▸ **Prompt**:
Copy out the lines below word for word.

──────── Dataset content ────────

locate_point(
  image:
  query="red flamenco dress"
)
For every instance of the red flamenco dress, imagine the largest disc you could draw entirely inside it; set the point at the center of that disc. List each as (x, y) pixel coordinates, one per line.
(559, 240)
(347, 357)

────────

▸ **Exercise output**:
locate_point(
  image:
  query="red flamenco dress"
)
For every instance of the red flamenco dress, imagine the largest disc you could draw entirely inside it; set the point at the center of that disc. List each as (x, y) pixel coordinates, one per line.
(559, 240)
(347, 357)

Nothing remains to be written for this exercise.